Со многими вызовами сталкиваются и прихожане – люди, которым мы служим. Один из них – недостаток качественного образования. Мир организует гуманитарные образовательные программы, но это только способствует росту безработицы. На мой взгляд, народам Африки сейчас нужно вовлечение в профессиональные технические курсы. Они очень важны, потому что с момента завершения позволяют работать по специальности, зарабатывать деньги. Я убеждаю людей идти учиться на строителей, портных, механиков, плотников – все это очень уважаемые профессии.
Большая проблема – вода и доступ к ней. Артезианских скважин мало, во многих поселениях есть только колодцы, и зачастую вода там непригодна для питья – люди болеют.
Не хватает и качественных медучреждений. Болезни свирепствуют, а госпитали обычно расположены вдалеке от деревень, и даже в них часто не бывает лекарств. Например, если у вас диагностировали малярию, то за лекарствами вас все равно отправят в частные аптеки. Так что в медицинских учреждениях наши поселки и приходы испытывают острую необходимость.

* Предоставленные данные

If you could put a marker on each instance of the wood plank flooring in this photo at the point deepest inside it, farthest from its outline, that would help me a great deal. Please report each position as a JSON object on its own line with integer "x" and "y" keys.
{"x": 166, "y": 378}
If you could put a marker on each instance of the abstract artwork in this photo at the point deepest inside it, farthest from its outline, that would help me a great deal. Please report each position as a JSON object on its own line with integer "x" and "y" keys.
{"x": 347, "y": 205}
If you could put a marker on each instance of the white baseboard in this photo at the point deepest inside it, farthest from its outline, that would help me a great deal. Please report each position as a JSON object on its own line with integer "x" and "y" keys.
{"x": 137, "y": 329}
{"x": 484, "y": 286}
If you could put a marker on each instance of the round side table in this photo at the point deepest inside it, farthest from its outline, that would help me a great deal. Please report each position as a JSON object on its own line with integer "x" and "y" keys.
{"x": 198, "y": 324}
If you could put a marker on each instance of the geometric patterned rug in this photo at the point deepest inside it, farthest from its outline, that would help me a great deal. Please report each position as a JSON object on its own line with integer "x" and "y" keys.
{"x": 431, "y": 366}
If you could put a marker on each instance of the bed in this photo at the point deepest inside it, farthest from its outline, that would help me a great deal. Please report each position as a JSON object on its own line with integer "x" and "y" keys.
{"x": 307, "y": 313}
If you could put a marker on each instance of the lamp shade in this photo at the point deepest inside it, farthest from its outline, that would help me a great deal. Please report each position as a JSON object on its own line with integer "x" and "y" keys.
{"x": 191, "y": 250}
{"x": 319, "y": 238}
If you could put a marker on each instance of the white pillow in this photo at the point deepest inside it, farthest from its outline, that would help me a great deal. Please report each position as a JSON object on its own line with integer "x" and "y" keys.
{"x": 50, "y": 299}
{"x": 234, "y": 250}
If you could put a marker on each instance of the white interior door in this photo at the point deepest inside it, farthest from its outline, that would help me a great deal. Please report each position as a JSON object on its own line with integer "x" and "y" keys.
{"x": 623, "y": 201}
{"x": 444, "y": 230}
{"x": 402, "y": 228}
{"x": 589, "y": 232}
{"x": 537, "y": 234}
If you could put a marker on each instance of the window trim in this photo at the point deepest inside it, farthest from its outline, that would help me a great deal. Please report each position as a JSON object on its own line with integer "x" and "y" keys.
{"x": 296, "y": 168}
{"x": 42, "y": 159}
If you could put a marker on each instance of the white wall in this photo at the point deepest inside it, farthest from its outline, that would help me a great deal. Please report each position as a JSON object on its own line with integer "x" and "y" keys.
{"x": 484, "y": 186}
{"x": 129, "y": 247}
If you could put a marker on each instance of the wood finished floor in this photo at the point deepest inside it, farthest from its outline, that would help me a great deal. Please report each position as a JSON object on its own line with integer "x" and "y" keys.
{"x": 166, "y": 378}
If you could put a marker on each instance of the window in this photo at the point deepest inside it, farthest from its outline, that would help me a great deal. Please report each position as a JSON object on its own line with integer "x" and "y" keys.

==

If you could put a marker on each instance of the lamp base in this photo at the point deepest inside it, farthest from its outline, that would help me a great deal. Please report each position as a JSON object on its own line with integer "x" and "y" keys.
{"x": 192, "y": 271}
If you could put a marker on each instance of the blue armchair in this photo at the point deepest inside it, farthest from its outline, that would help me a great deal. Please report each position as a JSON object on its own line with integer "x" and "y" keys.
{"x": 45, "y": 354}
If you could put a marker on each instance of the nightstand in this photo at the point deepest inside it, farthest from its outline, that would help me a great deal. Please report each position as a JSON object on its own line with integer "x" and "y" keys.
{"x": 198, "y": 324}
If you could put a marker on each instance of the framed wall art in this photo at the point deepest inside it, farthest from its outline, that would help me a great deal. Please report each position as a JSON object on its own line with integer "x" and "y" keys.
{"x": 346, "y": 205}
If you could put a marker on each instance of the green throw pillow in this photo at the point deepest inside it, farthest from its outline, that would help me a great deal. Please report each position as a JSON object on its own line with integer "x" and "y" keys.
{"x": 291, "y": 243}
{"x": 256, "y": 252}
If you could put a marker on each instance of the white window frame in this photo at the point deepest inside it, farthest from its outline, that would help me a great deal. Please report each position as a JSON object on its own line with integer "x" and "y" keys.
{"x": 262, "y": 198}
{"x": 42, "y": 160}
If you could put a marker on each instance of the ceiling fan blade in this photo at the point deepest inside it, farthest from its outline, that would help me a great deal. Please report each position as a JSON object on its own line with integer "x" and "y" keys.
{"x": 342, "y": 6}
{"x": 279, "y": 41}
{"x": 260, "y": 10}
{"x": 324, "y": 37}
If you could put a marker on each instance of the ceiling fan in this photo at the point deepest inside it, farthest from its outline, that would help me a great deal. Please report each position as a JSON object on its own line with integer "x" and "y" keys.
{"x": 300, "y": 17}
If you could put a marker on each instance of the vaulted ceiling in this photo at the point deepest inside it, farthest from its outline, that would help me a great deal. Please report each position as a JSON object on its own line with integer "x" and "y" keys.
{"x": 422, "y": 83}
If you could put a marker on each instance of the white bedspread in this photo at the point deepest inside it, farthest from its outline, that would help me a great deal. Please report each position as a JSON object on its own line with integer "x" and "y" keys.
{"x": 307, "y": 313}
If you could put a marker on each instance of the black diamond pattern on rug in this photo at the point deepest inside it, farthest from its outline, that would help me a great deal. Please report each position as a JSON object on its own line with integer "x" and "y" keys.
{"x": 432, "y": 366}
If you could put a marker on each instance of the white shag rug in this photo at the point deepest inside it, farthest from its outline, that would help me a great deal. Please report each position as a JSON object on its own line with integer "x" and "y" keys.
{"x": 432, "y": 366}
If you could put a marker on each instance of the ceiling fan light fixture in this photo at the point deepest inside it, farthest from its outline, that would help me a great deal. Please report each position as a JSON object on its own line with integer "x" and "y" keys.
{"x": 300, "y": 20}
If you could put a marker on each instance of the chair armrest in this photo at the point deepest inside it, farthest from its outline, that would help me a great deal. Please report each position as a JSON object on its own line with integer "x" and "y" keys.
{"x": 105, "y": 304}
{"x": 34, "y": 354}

* * *

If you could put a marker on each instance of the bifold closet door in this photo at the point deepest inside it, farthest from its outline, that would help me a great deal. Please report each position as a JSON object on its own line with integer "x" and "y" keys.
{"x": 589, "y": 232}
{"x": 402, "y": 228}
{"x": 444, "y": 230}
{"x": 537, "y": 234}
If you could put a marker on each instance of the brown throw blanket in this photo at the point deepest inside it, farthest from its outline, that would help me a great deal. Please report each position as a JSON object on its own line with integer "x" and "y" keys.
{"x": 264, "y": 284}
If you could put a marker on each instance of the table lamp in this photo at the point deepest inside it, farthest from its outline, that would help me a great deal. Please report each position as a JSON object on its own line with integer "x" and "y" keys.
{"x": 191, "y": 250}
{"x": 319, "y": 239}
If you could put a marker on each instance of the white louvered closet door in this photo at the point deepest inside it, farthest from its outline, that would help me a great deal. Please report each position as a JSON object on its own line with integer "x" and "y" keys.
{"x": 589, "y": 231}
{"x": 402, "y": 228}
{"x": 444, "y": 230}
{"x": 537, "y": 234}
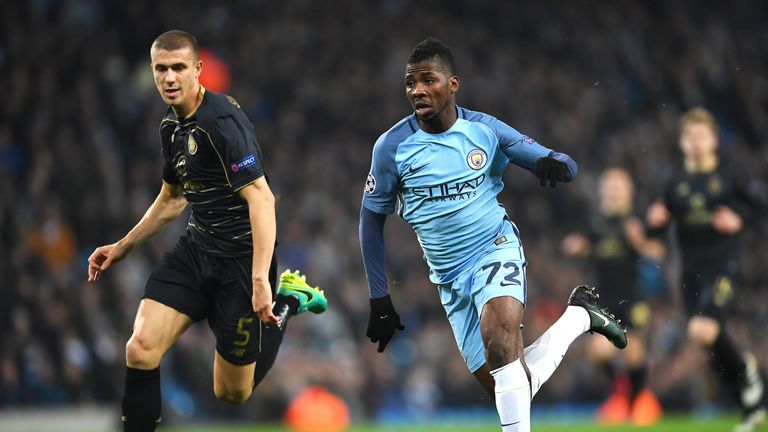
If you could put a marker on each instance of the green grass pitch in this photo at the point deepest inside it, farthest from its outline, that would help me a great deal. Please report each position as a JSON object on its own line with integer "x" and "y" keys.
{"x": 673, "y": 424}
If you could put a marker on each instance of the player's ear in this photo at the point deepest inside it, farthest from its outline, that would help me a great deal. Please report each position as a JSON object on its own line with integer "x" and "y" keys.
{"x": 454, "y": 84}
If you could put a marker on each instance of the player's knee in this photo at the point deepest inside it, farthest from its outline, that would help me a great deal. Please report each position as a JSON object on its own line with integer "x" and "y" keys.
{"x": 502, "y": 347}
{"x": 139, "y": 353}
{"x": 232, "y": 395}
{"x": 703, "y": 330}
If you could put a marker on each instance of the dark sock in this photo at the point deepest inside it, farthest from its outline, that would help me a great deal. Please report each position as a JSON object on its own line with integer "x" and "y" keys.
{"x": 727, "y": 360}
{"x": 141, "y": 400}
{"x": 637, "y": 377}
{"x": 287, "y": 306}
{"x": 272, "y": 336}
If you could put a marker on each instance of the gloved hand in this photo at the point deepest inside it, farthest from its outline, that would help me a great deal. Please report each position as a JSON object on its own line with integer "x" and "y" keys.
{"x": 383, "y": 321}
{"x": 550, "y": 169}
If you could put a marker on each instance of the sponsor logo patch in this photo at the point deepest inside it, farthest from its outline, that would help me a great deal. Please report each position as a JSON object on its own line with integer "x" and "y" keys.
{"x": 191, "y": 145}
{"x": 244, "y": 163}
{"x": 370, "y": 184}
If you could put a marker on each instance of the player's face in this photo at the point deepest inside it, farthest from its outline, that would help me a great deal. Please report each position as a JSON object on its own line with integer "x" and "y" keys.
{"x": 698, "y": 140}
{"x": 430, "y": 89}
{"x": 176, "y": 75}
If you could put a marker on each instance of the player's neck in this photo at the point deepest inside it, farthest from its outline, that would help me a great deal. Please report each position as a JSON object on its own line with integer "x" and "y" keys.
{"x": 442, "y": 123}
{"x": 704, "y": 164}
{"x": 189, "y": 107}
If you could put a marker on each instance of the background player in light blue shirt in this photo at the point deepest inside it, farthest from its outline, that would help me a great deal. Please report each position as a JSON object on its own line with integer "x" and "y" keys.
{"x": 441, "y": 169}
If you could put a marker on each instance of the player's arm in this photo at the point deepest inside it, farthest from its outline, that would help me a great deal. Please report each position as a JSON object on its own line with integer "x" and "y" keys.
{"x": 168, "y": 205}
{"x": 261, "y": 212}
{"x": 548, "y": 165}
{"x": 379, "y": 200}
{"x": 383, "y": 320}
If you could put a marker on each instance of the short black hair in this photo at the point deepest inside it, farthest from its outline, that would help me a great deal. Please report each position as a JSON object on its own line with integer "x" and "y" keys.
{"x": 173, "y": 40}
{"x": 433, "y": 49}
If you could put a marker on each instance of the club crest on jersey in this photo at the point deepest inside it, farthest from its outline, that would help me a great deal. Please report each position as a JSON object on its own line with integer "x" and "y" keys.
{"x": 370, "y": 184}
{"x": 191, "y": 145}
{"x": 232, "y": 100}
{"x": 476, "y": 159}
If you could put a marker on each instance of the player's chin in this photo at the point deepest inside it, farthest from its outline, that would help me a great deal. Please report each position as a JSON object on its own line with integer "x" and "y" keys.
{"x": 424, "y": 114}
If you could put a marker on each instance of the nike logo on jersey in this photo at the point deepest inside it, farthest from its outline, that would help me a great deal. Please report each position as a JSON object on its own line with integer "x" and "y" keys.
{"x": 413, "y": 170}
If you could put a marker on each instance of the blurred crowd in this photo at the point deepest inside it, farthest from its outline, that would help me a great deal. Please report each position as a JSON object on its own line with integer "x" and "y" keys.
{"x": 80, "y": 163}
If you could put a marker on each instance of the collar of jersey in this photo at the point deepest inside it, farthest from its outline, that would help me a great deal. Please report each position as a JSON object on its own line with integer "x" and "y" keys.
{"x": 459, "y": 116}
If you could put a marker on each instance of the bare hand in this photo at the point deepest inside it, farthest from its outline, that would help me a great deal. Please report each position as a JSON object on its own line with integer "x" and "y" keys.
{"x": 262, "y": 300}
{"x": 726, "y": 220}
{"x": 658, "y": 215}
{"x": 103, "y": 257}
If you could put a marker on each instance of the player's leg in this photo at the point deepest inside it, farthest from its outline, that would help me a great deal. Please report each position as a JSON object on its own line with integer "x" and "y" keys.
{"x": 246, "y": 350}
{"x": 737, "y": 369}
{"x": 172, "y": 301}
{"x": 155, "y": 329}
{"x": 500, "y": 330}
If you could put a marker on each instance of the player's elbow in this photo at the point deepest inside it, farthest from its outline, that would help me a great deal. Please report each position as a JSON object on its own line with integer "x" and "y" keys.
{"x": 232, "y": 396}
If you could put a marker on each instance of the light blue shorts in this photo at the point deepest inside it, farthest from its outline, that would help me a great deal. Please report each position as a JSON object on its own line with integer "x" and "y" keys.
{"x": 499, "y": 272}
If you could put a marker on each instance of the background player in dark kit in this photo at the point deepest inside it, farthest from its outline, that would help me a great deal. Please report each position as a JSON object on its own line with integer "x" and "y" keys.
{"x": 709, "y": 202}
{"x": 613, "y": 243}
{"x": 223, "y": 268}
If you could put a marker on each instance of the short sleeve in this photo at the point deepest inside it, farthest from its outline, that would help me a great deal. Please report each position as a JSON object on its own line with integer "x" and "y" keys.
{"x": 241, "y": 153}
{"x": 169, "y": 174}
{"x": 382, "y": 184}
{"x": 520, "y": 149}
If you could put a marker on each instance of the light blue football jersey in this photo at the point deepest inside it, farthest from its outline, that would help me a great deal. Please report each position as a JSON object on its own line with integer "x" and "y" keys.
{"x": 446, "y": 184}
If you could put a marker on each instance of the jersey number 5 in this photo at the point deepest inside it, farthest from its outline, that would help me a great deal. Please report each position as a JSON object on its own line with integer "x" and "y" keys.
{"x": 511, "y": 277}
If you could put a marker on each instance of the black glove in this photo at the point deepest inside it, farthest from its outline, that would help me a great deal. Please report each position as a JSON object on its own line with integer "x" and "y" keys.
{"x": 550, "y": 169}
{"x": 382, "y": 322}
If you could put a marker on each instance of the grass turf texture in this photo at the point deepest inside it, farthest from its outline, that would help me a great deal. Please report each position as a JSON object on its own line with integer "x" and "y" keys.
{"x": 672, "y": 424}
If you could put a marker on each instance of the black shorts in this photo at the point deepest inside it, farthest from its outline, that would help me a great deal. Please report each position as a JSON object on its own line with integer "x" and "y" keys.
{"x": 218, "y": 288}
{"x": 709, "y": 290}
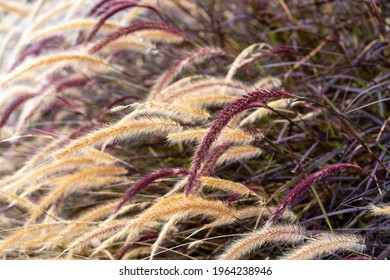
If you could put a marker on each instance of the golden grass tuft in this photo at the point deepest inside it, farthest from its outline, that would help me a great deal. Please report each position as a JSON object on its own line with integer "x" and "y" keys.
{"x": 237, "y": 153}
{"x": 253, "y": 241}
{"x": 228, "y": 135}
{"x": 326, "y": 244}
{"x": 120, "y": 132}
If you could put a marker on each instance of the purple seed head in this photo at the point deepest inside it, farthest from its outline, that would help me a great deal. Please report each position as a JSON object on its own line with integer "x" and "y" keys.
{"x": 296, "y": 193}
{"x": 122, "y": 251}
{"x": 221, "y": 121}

* Задание 1
Согласуются ли с текстом о нуждах прихожан следующие утверждения? На каждое ответьте «да» или «нет» и приведите точную цитату, которая это решает.
(a) Автор уговаривает людей учиться рабочим специальностям.
(b) Во многих поселениях есть артезианские скважины.
(c) В госпиталях обычно можно получить лекарства от малярии.
* Задание 2
Ответьте по тексту о нуждах прихожан:
(a) Какой вызов для прихожан назван первым?
(b) Что есть во многих поселениях вместо артезианских скважин?
(c) Где обычно расположены госпитали?
* Задание 3
Допишите продолжение текста о нуждах прихожан после его последнего предложения.

* Ответ 1
(a) Да: «Я убеждаю людей идти учиться на строителей, портных, механиков, плотников».
(b) Нет: «Артезианских скважин мало, во многих поселениях есть только колодцы».
(c) Нет: «если у вас диагностировали малярию, то за лекарствами вас все равно отправят в частные аптеки».

* Ответ 2
(a) Недостаток качественного образования.
(b) Только колодцы.
(c) Вдалеке от деревень.

* Ответ 3
– Могут ли, по вашему мнению, помочь в преодолении этих нужд Русская церковь и ваши единоверцы в России? Могут ли помочь в этом российское образование, российские специалисты?
– Да, потому что когда мы учимся у людей из развитых стран, таких, как Россия, мы развиваемся и сами. Я уверен, что с их прибытием улучшатся даже сферы их работы: я знаю, что они хорошо подготовлены и могут предоставить качественные услуги. Уганда ждет их с распростертыми объятиями, это страна с хорошим климатом и замечательным, приветливым народом.
Помощь верующих из России, конечно, тоже была бы очень важна для нас. Это может быть как сбор средств, так и продвижение в государстве проектов по строительству, например, госпиталей. Хотя бы по одному госпиталю на севере, юге и востоке страны – и жизнь людей серьезно улучшилась бы. В том числе и духовная: у здорового человека есть возможность посвятить любое время прославлению Господа.
– Каковы сейчас отношения с прихожанами, которые остались в Александрийском патриархате?
– На межличностном, низовом уровне, агрессия минимальна, ее почти нет. Ведь это – все еще люди, которые живут единым сообществом, разделяя друг с другом все, кроме литургии.
– А как структуры Александрийского патриархата отреагировали на присоединение клириков к Русской церкви? Столкнулись ли вы и ваши единоверцы с угрозами, дискриминацией или насилием с их стороны?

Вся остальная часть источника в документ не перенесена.